**Task to complete**. Show each line below that contains the word "clicks".

#### Record extracts

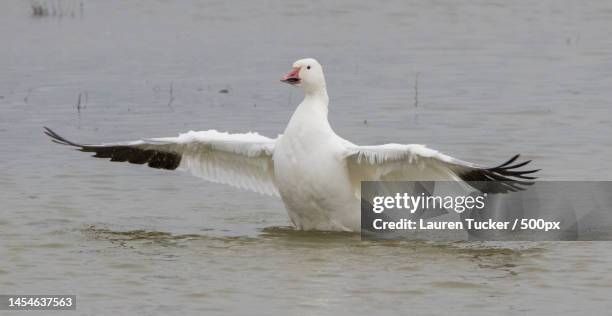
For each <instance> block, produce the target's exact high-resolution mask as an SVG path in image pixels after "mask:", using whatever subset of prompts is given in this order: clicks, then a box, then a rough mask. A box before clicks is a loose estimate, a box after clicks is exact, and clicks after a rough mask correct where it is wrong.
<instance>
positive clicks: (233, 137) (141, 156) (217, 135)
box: [45, 127, 279, 196]
mask: <svg viewBox="0 0 612 316" xmlns="http://www.w3.org/2000/svg"><path fill="white" fill-rule="evenodd" d="M45 134H47V135H48V136H49V137H51V139H52V141H54V142H56V143H58V144H62V145H69V146H74V147H77V149H78V150H80V151H83V152H91V153H94V155H93V157H97V158H110V161H121V162H129V163H134V164H147V165H148V166H149V167H152V168H158V169H168V170H175V169H179V170H186V171H190V172H191V173H192V174H194V175H196V176H199V177H201V178H204V179H206V180H209V181H211V182H217V183H224V184H228V185H231V186H235V187H238V188H242V189H248V190H251V191H255V192H258V193H263V194H268V195H276V196H278V195H279V194H278V190H277V188H276V185H275V183H274V164H273V162H272V154H273V153H274V144H275V142H276V139H271V138H267V137H264V136H261V135H259V134H257V133H245V134H228V133H221V132H217V131H215V130H209V131H202V132H194V131H191V132H188V133H184V134H180V135H179V136H178V137H167V138H152V139H145V140H138V141H133V142H126V143H113V144H100V145H83V144H77V143H74V142H71V141H69V140H67V139H65V138H63V137H62V136H60V135H58V134H57V133H55V132H54V131H52V130H51V129H49V128H47V127H45ZM277 139H278V138H277Z"/></svg>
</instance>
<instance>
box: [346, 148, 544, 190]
mask: <svg viewBox="0 0 612 316" xmlns="http://www.w3.org/2000/svg"><path fill="white" fill-rule="evenodd" d="M347 150H348V153H347V156H346V161H347V167H348V170H349V175H350V177H351V181H352V183H353V186H354V187H355V188H357V187H356V186H358V185H359V181H364V180H385V181H445V180H450V181H470V182H469V184H470V185H471V186H473V187H475V188H476V189H478V190H480V191H482V192H488V193H506V192H514V191H521V190H524V187H525V186H529V185H531V184H533V183H534V182H533V180H535V179H536V177H533V176H529V174H533V173H535V172H537V171H539V169H538V170H521V169H519V168H521V167H523V166H525V165H527V164H528V163H529V162H530V160H527V161H523V162H517V159H518V158H519V155H515V156H514V157H512V158H511V159H510V160H508V161H506V162H505V163H503V164H501V165H499V166H497V167H493V168H487V167H483V166H479V165H476V164H473V163H469V162H466V161H461V160H459V159H455V158H453V157H450V156H447V155H444V154H442V153H440V152H438V151H435V150H432V149H429V148H427V147H425V146H423V145H400V144H386V145H380V146H357V145H352V144H349V145H347Z"/></svg>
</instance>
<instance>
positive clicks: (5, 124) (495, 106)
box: [0, 0, 612, 315]
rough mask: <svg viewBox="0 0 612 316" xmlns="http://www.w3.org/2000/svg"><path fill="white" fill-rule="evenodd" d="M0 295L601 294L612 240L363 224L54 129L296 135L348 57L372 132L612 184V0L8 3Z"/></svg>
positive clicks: (376, 300) (468, 156) (166, 304)
mask: <svg viewBox="0 0 612 316" xmlns="http://www.w3.org/2000/svg"><path fill="white" fill-rule="evenodd" d="M0 41H1V46H2V49H0V167H1V168H0V202H1V203H0V292H2V294H12V293H19V294H76V295H77V296H78V304H79V306H78V310H79V312H80V313H111V312H112V313H128V312H132V313H144V314H150V313H178V312H187V313H194V312H215V313H239V314H268V313H287V314H296V313H299V314H317V315H321V314H330V315H335V314H338V313H346V314H349V313H350V314H371V313H373V312H377V313H383V314H387V313H407V312H415V313H418V314H428V313H431V314H437V313H440V312H443V311H448V310H449V309H450V310H452V311H453V312H454V313H457V314H471V315H473V314H491V313H508V314H516V313H539V314H556V313H559V312H576V313H578V312H580V313H595V312H599V313H601V312H602V311H605V310H608V309H609V308H612V303H610V300H609V295H610V290H611V289H612V277H611V275H612V274H611V272H612V252H611V251H610V247H609V243H605V242H599V243H596V242H578V243H561V242H559V243H554V242H548V243H512V244H494V243H486V244H463V243H425V242H388V243H381V242H361V241H360V240H359V236H355V235H346V234H329V233H304V232H295V231H293V230H291V229H289V228H287V226H288V225H289V222H288V219H287V216H286V214H285V211H284V209H283V206H282V204H281V203H280V201H279V200H276V199H274V198H268V197H263V196H259V195H257V194H254V193H249V192H243V191H239V190H236V189H233V188H230V187H226V186H222V185H216V184H210V183H206V182H203V181H201V180H199V179H197V178H194V177H191V176H189V175H187V174H182V173H174V172H166V171H159V170H153V169H149V168H144V167H139V166H133V165H124V164H117V163H114V164H111V163H108V162H106V161H103V160H97V159H91V158H88V157H87V155H85V154H82V153H78V152H74V151H71V150H68V148H65V147H61V146H57V145H54V144H52V143H50V142H49V140H48V138H47V137H45V136H44V135H43V134H42V127H43V126H49V127H52V128H54V129H56V130H57V131H58V132H59V133H60V134H63V135H65V136H67V137H68V138H69V139H74V140H76V141H82V142H90V143H96V142H109V141H117V140H131V139H137V138H141V137H157V136H174V135H177V134H178V133H179V132H184V131H188V130H192V129H193V130H206V129H213V128H214V129H218V130H222V131H233V132H246V131H257V132H259V133H261V134H264V135H267V136H271V137H274V136H276V135H277V134H280V133H282V131H283V129H284V126H285V124H286V123H287V121H288V119H289V117H290V116H291V114H292V111H293V110H294V108H295V106H296V105H297V104H298V103H299V101H300V97H301V96H300V93H299V91H298V90H296V89H292V88H291V87H289V86H287V85H284V84H281V83H280V82H279V78H280V76H281V75H283V74H284V73H286V72H287V70H289V69H290V66H291V64H292V63H293V61H294V60H296V59H299V58H302V57H315V58H317V59H318V60H319V61H320V62H321V63H322V64H323V65H324V68H325V71H326V77H327V84H328V90H329V94H330V98H331V103H330V120H331V122H332V124H333V126H334V127H335V129H336V132H337V133H338V134H340V135H341V136H344V137H346V138H349V139H350V140H352V141H353V142H356V143H358V144H378V143H386V142H397V143H424V144H427V145H429V146H430V147H432V148H435V149H438V150H441V151H443V152H445V153H447V154H450V155H453V156H455V157H458V158H461V159H464V160H469V161H474V162H478V163H484V164H495V163H498V162H500V161H501V160H503V159H505V158H508V157H509V156H510V155H512V154H514V153H523V154H525V157H526V158H529V159H534V166H535V167H538V168H542V169H543V171H542V173H541V176H542V177H543V178H544V179H546V180H557V179H572V180H611V179H612V169H611V168H610V167H611V163H610V158H609V157H610V155H611V154H612V138H611V137H610V135H611V134H612V133H611V132H612V128H611V127H610V126H611V124H610V123H611V122H610V119H611V117H612V115H611V113H612V110H611V109H610V100H611V98H612V3H611V2H609V1H604V0H600V1H589V2H580V1H539V2H534V1H513V2H506V1H390V2H385V3H384V4H379V3H375V2H372V1H333V2H329V1H309V2H304V3H293V2H289V1H259V2H256V1H233V2H231V3H228V2H226V1H203V2H201V1H177V2H166V1H129V2H125V1H119V0H111V1H89V0H83V1H79V0H63V1H62V0H38V1H17V0H15V1H2V2H0Z"/></svg>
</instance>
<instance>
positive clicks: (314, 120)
mask: <svg viewBox="0 0 612 316" xmlns="http://www.w3.org/2000/svg"><path fill="white" fill-rule="evenodd" d="M328 103H329V97H328V96H327V91H326V90H325V87H323V89H317V90H313V91H305V94H304V100H303V101H302V103H300V105H299V106H298V107H297V108H296V109H295V112H294V113H293V116H291V120H289V124H288V125H287V129H286V130H285V134H286V135H295V133H298V134H301V133H303V132H307V133H313V132H323V133H329V132H332V133H333V131H332V129H331V126H330V125H329V121H328V120H327V112H328V110H327V105H328Z"/></svg>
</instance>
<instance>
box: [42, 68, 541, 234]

########

**Response to the exercise**.
For each <instance> block, produce the target's exact high-resolution mask as an SVG path in image pixels after "mask:", using whatever subset of prompts is given in this order: clicks, then a box, then a rough mask. A box before clicks is a loose estimate, a box after clicks is exact, and clicks after a rough mask correct where it is wrong.
positive clicks: (233, 137) (141, 156) (217, 135)
positive clicks: (5, 124) (495, 106)
positive clicks: (376, 300) (468, 156) (166, 304)
positive clicks: (314, 120)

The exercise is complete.